» Vorgelegter Textauszug:
Der Kinder- und Jugendmediziner Dr. Björn Nehlsen hilft uns bei der Suche nach Antworten.

Redaktion: Aus dem Bauch heraus: Wie finden SIE die Daddelsucht der jungen Menschen?

Nehlsen: Aus dem Bauch heraus bin ich zunächst erst mal neidisch auf die Leichtigkeit und Sicherheit, mit der die junge Generation mit den elektronischen Medien umgeht.
Aber davon abgesehen kommen auch mir natürlich Bedenken bezüglich des exzessiven Gebrauchs. Und hier sind sicherlich neben den Smartphones genauso PC, tablet oder die verschiedensten Spielekonsolen zu nennen. Ich finde, dass wir jedoch mit dem Begriff der Sucht sehr vorsichtig umgehen müssen.

» Gezeigtes Material:

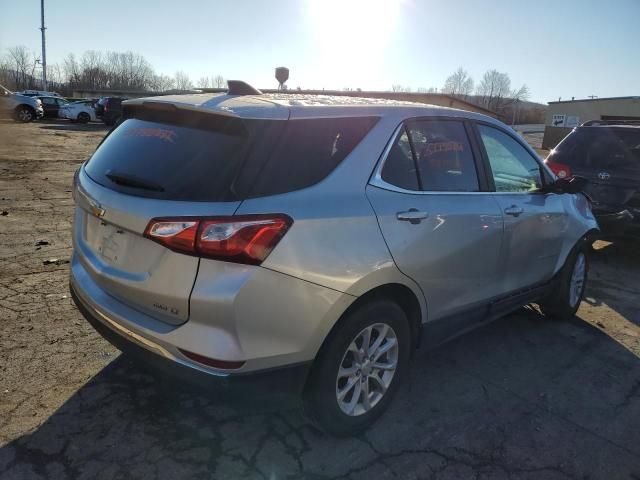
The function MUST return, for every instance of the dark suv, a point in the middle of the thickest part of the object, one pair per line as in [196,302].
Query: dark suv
[608,155]
[109,109]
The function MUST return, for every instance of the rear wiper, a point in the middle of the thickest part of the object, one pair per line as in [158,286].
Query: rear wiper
[133,182]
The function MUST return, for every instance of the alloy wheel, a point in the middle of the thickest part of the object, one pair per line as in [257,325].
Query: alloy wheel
[367,369]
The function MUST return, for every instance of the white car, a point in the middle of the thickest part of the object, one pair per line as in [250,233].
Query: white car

» Verständnis prüfen:
#1 Geben Sie den Interviewauszug beginnend mit „Der Kinder- und“ und weiter bis „vorsichtig umgehen müssen.“ erneut wieder und benennen Sie dabei „Smartphones“ in „Handys“ um.
#2 Beantworten Sie anhand des Interviewauszugs:
(a) Welchen Beruf übt Dr. Björn Nehlsen aus?
(b) Worauf ist Nehlsen aus dem Bauch heraus zunächst neidisch?
(c) Mit welchem Begriff müssen wir laut Nehlsen sehr vorsichtig umgehen?

» Lösungen je Aufgabe:
#1
Der Kinder- und Jugendmediziner Dr. Björn Nehlsen hilft uns bei der Suche nach Antworten.

Redaktion: Aus dem Bauch heraus: Wie finden SIE die Daddelsucht der jungen Menschen?

Nehlsen: Aus dem Bauch heraus bin ich zunächst erst mal neidisch auf die Leichtigkeit und Sicherheit, mit der die junge Generation mit den elektronischen Medien umgeht.
Aber davon abgesehen kommen auch mir natürlich Bedenken bezüglich des exzessiven Gebrauchs. Und hier sind sicherlich neben den Handys genauso PC, tablet oder die verschiedensten Spielekonsolen zu nennen. Ich finde, dass wir jedoch mit dem Begriff der Sucht sehr vorsichtig umgehen müssen.

#2
(a) Er ist Kinder- und Jugendmediziner.
(b) Auf die Leichtigkeit und Sicherheit, mit der die junge Generation mit den elektronischen Medien umgeht.
(c) Mit dem Begriff der Sucht.